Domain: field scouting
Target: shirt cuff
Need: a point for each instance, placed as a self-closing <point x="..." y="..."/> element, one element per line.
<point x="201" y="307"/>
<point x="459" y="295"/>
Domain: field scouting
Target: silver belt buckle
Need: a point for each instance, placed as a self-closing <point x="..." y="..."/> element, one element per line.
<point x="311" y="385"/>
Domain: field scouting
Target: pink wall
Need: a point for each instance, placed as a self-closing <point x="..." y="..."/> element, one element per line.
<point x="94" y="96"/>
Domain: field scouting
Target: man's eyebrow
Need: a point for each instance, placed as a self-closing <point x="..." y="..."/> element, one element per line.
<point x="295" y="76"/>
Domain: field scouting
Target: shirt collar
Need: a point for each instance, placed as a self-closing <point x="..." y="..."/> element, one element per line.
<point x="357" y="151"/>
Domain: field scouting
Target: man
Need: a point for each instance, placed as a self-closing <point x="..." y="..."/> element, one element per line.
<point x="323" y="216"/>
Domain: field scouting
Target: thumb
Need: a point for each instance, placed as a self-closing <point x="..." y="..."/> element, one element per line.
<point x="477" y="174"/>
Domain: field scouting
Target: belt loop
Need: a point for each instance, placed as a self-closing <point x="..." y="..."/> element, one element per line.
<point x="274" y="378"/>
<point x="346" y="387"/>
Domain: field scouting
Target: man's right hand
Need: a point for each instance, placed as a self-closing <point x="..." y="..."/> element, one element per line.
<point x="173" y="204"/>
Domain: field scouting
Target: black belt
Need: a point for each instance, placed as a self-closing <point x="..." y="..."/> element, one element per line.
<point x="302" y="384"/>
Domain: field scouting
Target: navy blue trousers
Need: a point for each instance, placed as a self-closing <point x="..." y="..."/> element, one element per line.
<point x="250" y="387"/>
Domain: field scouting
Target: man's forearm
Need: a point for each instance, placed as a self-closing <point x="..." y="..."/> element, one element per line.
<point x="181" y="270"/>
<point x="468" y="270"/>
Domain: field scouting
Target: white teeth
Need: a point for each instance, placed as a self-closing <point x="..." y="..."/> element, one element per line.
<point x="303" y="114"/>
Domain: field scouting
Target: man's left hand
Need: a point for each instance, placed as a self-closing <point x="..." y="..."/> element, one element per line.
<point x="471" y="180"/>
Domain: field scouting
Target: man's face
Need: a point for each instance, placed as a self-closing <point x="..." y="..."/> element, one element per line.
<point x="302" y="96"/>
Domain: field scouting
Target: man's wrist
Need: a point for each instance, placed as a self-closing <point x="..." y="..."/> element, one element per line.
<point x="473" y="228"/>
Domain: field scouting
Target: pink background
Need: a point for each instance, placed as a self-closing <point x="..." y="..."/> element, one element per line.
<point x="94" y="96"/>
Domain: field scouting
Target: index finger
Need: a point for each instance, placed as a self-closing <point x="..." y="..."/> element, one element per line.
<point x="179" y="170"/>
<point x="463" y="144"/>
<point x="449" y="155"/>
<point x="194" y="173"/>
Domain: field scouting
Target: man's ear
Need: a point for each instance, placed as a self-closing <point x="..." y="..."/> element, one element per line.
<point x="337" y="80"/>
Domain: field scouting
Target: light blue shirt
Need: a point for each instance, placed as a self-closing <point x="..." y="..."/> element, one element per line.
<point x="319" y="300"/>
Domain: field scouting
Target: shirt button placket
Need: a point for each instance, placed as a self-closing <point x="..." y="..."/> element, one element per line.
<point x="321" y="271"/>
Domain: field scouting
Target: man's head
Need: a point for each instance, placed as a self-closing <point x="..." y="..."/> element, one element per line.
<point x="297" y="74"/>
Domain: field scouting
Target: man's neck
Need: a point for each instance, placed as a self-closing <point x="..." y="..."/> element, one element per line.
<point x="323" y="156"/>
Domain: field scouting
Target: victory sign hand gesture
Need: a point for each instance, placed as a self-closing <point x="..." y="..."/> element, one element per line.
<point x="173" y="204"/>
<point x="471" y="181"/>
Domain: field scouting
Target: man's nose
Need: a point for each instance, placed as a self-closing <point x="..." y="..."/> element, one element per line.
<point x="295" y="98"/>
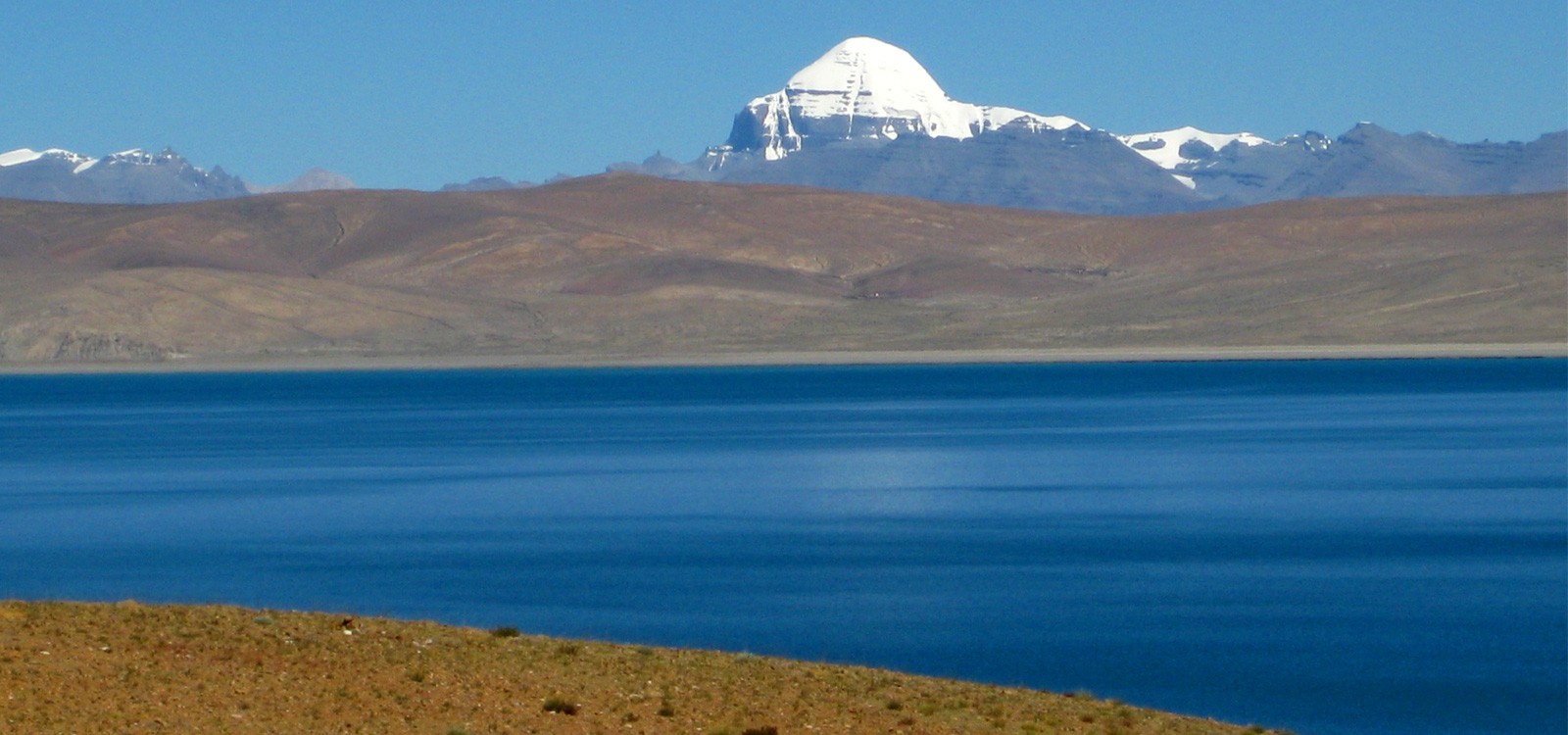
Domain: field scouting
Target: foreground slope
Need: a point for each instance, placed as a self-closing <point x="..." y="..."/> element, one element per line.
<point x="132" y="668"/>
<point x="643" y="269"/>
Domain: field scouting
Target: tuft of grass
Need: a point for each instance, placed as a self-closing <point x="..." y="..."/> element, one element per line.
<point x="561" y="706"/>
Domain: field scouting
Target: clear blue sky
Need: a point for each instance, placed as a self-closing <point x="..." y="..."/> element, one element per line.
<point x="419" y="94"/>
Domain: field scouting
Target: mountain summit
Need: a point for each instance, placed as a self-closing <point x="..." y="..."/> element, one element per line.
<point x="864" y="89"/>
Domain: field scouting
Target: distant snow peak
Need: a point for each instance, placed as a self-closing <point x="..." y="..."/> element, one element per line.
<point x="864" y="88"/>
<point x="28" y="156"/>
<point x="1170" y="149"/>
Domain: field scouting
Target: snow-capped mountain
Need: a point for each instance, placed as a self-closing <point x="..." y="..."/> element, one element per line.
<point x="864" y="89"/>
<point x="867" y="117"/>
<point x="125" y="177"/>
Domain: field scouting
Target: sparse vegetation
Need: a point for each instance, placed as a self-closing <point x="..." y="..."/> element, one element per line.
<point x="561" y="706"/>
<point x="217" y="669"/>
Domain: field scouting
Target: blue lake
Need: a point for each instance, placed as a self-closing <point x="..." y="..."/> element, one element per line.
<point x="1333" y="547"/>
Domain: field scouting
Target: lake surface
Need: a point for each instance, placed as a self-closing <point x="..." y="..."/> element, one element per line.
<point x="1333" y="547"/>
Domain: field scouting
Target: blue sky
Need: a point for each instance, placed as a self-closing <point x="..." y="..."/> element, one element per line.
<point x="419" y="94"/>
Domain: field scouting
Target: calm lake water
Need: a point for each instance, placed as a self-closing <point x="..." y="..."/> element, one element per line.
<point x="1333" y="547"/>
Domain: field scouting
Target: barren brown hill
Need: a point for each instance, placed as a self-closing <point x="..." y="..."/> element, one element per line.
<point x="130" y="668"/>
<point x="645" y="269"/>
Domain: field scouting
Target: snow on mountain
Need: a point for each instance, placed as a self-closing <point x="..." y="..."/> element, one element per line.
<point x="28" y="156"/>
<point x="1170" y="149"/>
<point x="125" y="177"/>
<point x="866" y="89"/>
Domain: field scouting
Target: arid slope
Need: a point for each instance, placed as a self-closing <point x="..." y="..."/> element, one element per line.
<point x="634" y="267"/>
<point x="132" y="668"/>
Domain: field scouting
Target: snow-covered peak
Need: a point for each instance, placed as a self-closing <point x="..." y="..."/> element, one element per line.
<point x="1165" y="148"/>
<point x="864" y="88"/>
<point x="864" y="77"/>
<point x="27" y="156"/>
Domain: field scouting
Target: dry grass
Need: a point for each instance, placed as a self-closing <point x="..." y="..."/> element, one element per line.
<point x="130" y="668"/>
<point x="645" y="269"/>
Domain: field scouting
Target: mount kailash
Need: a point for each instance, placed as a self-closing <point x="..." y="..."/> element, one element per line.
<point x="867" y="117"/>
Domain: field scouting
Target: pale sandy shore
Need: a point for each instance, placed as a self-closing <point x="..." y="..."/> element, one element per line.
<point x="797" y="358"/>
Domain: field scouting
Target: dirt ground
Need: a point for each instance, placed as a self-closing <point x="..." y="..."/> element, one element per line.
<point x="129" y="668"/>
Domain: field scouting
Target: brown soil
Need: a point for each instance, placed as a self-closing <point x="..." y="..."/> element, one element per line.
<point x="127" y="668"/>
<point x="648" y="270"/>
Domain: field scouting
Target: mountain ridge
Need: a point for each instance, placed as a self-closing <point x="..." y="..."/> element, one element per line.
<point x="637" y="267"/>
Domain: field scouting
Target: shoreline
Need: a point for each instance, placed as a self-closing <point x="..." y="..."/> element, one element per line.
<point x="802" y="358"/>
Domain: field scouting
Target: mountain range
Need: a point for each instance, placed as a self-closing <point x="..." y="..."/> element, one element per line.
<point x="867" y="117"/>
================================
• [Work instructions]: What number of lines in the records contain the word "hand"? Answer with that number alone.

• [Answer to this task]: 3